*TEXT PROVIDED*.
◇ ◇ ◇ ◇
Although youths have historically played an important role in societal growth and advancement, including efforts to promote peace, there are few countries in Africa where the problems youths face are holistically addressed. For instance, in nearly all African countries, there is lack of critically acclaimed national programs that integrate sports in the curricula or national development programs. As a consequence, children and youths are becoming more and more integrated into clandestine and nefarious activities that threaten sociopolitical stability.
More importantly, the United Nations Sport for Development of Peace (UNOSDP) considers sport and play as human rights that must be respected and enforced worldwide. Yet, in almost all African communities, sport and play programs have disappeared from schools in the same way that history is disappearing from curriculum and commodities are disappearing from grocery shops. Despite this, sport has been increasingly recognized and utilized as a low-cost and high impact tool in humanitarian, development and peace-building efforts by the UN system and by NGOs, governments, development agencies, armed forces, sports federations and the media. This means that we can no longer consider sport and play as luxuries within society, even in pitiably poor African communities, but as important investments in the present and future of our youths and our communities.
◇ ◇ ◇ ◇
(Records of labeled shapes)

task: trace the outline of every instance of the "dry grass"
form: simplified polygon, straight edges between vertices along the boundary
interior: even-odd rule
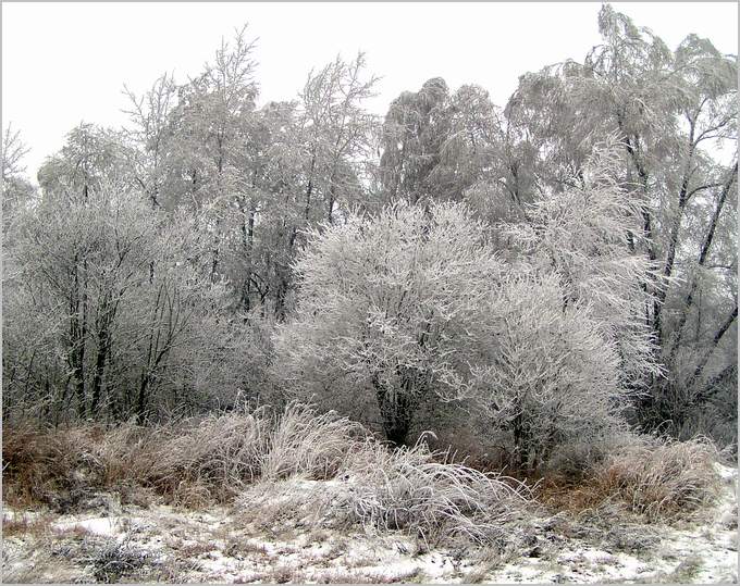
[[[557,475],[544,478],[538,498],[557,510],[581,512],[614,504],[651,522],[673,520],[718,496],[716,458],[715,446],[705,438],[640,437],[607,454],[578,482]]]
[[[347,506],[356,520],[405,529],[424,541],[442,536],[490,541],[528,500],[523,485],[448,462],[423,445],[391,451],[369,441],[350,456],[345,475],[351,488]]]
[[[334,413],[291,404],[139,427],[130,423],[44,429],[3,429],[3,498],[14,507],[85,508],[98,491],[125,502],[200,508],[227,502],[258,478],[331,476],[361,426]]]
[[[262,458],[262,477],[274,481],[301,474],[324,479],[334,476],[347,451],[367,433],[358,423],[335,412],[317,414],[293,403],[278,417]]]

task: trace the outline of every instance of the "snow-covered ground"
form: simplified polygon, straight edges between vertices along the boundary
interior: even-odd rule
[[[116,502],[104,515],[4,510],[3,581],[737,582],[737,469],[717,471],[721,498],[691,522],[606,520],[596,527],[588,515],[560,513],[534,520],[528,546],[519,540],[516,551],[434,548],[400,533],[311,525],[286,498],[309,482],[286,484],[254,507],[240,501],[201,512]]]

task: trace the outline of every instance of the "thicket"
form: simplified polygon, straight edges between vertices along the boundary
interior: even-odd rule
[[[736,61],[609,5],[599,26],[504,108],[434,78],[382,120],[361,54],[258,107],[242,30],[187,84],[130,93],[127,127],[75,128],[38,189],[9,128],[9,441],[26,421],[125,435],[299,399],[398,446],[465,429],[471,456],[528,470],[630,425],[737,447],[737,159],[717,148],[737,139]],[[225,417],[236,444],[206,420],[160,464],[200,453],[175,477],[205,493],[252,471],[251,424]],[[238,458],[208,456],[224,446]]]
◇ ◇ ◇ ◇
*TASKS FOR THIS EXERCISE*.
a) In the passage on sport and youth in Africa, how does the UNOSDP regard sport and play?
b) Continue the passage on sport and youth in Africa from its last sentence.

*ANSWERS TO THE PROBLEMS*.
a) It considers them human rights that must be respected and enforced worldwide.

b)
The UNOSDP defines sport differently than development organizations will define sport. Most development agencies will define sport in its broader social context to include a spectrum of activities that is suitable for people of all ages and abilities, but particularly focusing on its positive context. Our approach to sport development is based on the 2003 UN inter-Agency Task Force on Sport for Development and Peace definition as, “all forms of physical activity that contribute to physical fitness, mental well-being and social interaction, such as play, recreation, organized or competitive sport, and indigenous sports and games.” This broad definition undergirds our objective of helping to develop age-grade sports for all African communities that are integrated into school curriculum as well as other aspects of community life.
Like the UNODSP, we believe that sport has a unique power to attract, mobilize, and inspire. This power is based on the fact that it is based on participation, inclusion, and citizenship, and because it represents human values such as respect for the opponent, acceptance of binding rules, and teamwork and fairness. These qualities and principles are contained in the Charter of the United Nations.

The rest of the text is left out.